Recopiez la liste en commençant à son début et en terminant à la ligne qui contient "left=237, top=73, right=312, bottom=118", celle-ci comprise, sans omettre les consignes. Décalez de 6 chaque coordonnée des cadres donnés en réponse, mais laissez intactes celles des modèles de format.

^^^^

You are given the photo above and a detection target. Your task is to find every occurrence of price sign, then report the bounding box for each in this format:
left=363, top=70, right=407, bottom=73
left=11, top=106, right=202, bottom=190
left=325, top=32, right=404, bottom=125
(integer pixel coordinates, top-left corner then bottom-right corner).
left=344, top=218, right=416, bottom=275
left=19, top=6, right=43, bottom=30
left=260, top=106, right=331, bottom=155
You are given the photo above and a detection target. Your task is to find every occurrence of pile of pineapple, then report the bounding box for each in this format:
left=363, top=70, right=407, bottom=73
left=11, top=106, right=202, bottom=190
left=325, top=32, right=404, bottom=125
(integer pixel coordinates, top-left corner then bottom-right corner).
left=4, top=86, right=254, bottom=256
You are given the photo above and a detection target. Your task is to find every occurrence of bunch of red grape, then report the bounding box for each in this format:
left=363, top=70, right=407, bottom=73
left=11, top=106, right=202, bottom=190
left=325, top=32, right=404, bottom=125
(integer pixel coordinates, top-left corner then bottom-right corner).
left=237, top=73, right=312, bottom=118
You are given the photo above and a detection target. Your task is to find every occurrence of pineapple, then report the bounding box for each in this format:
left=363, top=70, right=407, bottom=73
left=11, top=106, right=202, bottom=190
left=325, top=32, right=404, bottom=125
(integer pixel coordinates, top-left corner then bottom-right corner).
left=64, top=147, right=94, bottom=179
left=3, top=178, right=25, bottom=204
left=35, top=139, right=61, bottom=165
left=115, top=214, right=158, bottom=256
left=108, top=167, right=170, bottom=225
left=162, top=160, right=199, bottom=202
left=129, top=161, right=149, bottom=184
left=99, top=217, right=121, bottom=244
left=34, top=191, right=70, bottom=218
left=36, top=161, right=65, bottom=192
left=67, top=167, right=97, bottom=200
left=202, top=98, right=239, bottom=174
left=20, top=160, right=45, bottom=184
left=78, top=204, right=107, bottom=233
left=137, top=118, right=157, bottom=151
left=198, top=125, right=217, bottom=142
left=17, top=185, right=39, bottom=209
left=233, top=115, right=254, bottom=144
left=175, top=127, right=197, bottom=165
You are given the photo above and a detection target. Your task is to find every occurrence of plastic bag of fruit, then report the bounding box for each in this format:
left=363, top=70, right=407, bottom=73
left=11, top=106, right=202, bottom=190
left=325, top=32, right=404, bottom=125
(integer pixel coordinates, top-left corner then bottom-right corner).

^^^^

Sortie correcte –
You are given the photo above and a detection target. Your task is to find every occurrence of price sign, then report the bounding box for each in this format:
left=363, top=70, right=407, bottom=73
left=11, top=106, right=202, bottom=190
left=325, top=32, right=404, bottom=125
(integer pixel coordinates, top-left corner then bottom-right corner).
left=350, top=224, right=422, bottom=281
left=25, top=12, right=49, bottom=36
left=266, top=112, right=337, bottom=161
You are given the photo above and a detection target. Your task is to find every occurrence of pile of pineapple, then report the bounding box for each in this format:
left=363, top=70, right=407, bottom=73
left=11, top=106, right=202, bottom=190
left=325, top=32, right=404, bottom=125
(integer pixel coordinates, top-left corner then bottom-right corner).
left=10, top=92, right=260, bottom=262
You are given the photo above and a detection target. Your task is to find every occurrence of bunch of red grape, then report the bounding box for each in this format:
left=363, top=70, right=407, bottom=73
left=11, top=106, right=202, bottom=190
left=325, top=32, right=404, bottom=125
(integer pixel coordinates, top-left corner then bottom-right corner).
left=243, top=79, right=318, bottom=124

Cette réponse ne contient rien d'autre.